◆ THE RECORDS
☆ ☆ ☆ ☆
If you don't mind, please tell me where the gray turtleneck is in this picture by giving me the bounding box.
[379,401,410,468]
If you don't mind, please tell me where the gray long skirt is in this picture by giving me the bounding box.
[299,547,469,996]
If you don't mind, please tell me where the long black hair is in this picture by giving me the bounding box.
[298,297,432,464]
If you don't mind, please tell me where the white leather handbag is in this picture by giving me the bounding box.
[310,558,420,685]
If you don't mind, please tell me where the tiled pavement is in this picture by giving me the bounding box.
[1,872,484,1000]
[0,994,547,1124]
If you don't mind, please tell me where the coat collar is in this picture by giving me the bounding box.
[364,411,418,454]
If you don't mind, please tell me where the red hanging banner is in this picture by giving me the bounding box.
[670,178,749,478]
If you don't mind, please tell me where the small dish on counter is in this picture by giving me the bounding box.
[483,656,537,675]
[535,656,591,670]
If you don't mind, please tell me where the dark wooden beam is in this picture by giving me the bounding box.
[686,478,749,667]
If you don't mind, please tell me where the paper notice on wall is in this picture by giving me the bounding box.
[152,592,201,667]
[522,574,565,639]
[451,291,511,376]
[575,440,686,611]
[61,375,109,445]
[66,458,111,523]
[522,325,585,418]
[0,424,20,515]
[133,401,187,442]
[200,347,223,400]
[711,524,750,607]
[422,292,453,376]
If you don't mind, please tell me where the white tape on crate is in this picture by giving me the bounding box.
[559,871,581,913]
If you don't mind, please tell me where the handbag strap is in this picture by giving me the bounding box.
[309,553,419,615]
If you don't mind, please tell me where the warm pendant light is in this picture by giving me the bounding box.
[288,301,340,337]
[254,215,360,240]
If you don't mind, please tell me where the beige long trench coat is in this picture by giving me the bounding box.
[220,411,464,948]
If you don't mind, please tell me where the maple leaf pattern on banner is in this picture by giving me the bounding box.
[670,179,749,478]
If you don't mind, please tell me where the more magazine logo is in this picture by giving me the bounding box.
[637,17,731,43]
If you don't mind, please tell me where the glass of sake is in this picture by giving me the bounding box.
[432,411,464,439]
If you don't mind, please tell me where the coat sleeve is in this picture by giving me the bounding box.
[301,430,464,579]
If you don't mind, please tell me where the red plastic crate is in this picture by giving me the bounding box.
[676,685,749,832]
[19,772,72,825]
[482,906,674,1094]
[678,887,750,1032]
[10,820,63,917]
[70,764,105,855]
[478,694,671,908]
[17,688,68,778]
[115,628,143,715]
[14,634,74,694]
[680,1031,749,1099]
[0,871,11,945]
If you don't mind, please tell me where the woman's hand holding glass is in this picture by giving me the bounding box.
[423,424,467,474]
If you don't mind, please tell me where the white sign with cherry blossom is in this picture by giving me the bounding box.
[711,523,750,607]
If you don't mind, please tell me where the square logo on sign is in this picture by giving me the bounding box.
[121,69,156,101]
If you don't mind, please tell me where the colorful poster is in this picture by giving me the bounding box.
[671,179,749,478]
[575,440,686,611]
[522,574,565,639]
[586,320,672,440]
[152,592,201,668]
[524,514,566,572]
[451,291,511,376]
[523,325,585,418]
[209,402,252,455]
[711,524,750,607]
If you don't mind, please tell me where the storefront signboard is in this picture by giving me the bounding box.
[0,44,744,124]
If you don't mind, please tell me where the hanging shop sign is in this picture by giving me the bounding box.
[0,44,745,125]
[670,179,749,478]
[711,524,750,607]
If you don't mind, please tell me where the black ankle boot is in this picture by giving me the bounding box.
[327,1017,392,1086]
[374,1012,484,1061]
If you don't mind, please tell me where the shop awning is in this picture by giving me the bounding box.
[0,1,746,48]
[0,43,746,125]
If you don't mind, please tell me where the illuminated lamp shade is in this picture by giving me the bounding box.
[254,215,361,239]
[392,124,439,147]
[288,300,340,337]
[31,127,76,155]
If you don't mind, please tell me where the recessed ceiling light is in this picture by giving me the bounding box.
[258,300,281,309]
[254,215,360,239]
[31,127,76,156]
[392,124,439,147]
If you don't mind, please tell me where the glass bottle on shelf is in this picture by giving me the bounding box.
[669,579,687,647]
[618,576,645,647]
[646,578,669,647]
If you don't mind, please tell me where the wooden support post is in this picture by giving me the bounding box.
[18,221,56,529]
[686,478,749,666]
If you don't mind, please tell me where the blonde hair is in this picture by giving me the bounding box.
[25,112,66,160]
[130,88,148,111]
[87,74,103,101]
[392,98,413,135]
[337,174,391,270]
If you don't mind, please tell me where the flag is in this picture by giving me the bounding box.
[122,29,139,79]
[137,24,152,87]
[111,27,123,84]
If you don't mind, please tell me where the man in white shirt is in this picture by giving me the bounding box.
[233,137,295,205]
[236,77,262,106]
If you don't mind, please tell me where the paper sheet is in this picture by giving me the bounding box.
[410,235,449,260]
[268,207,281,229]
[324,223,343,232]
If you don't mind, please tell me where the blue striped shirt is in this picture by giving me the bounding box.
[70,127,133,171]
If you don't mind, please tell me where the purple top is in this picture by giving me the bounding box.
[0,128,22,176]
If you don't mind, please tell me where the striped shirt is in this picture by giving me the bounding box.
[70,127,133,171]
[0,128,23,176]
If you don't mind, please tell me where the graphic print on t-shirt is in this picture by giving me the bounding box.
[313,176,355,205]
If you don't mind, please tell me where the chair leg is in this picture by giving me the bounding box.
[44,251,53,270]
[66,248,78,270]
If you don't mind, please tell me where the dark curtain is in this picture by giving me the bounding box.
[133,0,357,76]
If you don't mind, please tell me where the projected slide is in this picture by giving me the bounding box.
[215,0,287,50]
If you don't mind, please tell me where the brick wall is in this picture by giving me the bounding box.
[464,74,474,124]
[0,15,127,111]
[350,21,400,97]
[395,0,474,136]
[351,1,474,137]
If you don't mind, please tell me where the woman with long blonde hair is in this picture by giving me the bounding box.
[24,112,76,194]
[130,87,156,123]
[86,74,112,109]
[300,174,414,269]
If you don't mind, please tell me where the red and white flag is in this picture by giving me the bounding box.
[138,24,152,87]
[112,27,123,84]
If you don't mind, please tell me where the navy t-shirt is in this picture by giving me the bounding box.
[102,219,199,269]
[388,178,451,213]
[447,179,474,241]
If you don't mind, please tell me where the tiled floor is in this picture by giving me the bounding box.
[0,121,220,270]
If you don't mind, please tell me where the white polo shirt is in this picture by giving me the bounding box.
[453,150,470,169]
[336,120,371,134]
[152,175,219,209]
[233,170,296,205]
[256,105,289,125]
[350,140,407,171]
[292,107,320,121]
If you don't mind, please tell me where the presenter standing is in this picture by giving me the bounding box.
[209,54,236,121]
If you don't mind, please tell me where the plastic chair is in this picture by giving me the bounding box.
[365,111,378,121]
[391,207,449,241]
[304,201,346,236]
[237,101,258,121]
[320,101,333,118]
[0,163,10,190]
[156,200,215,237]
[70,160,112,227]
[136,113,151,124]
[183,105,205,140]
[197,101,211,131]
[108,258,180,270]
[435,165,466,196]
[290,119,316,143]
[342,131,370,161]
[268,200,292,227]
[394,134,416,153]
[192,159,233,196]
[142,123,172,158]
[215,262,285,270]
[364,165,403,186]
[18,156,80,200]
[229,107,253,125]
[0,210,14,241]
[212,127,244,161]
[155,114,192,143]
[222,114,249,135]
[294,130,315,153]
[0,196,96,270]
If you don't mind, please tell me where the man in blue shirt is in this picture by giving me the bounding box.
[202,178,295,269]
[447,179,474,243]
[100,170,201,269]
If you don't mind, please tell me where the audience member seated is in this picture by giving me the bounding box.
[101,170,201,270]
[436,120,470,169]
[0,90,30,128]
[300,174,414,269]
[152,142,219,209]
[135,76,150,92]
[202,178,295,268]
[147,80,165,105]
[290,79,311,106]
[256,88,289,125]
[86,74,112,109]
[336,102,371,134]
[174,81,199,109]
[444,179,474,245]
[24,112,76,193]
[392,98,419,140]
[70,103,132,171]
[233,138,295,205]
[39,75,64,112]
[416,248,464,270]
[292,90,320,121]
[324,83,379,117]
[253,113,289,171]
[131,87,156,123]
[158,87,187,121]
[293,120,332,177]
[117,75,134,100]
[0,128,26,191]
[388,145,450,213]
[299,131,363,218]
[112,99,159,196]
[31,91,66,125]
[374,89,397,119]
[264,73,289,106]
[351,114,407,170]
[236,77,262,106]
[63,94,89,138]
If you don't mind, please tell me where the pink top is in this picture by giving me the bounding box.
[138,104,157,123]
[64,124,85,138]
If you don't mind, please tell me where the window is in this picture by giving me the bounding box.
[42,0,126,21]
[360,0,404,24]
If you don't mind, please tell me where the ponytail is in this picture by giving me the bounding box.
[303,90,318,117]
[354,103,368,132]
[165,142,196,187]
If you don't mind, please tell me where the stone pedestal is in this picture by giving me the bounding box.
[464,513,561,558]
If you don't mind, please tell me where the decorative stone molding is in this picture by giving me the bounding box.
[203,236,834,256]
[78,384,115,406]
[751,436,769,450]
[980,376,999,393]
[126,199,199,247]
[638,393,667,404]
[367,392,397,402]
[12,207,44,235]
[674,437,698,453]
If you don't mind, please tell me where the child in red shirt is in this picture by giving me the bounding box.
☆ ☆ ☆ ☆
The answer should consist only of the lines from the one with "If you don't mind, please tell me where the stone" to the final line of the records above, retyped word for word.

◆ SOLUTION FOR THIS PROBLEM
If you don't mind, please tell me where the stone pedestal is in this picture by giving me the bounding box.
[464,513,561,558]
If you don't mind, please tell me where the decorative stone molding is in this picture by giving me the bounding box.
[203,236,834,256]
[78,384,115,406]
[751,436,769,450]
[980,376,999,393]
[126,199,199,247]
[638,393,667,404]
[367,392,397,402]
[12,207,44,235]
[674,437,698,453]
If you don't mind, please tell me where the child in red shirt is in this picture by giving me the bounding box.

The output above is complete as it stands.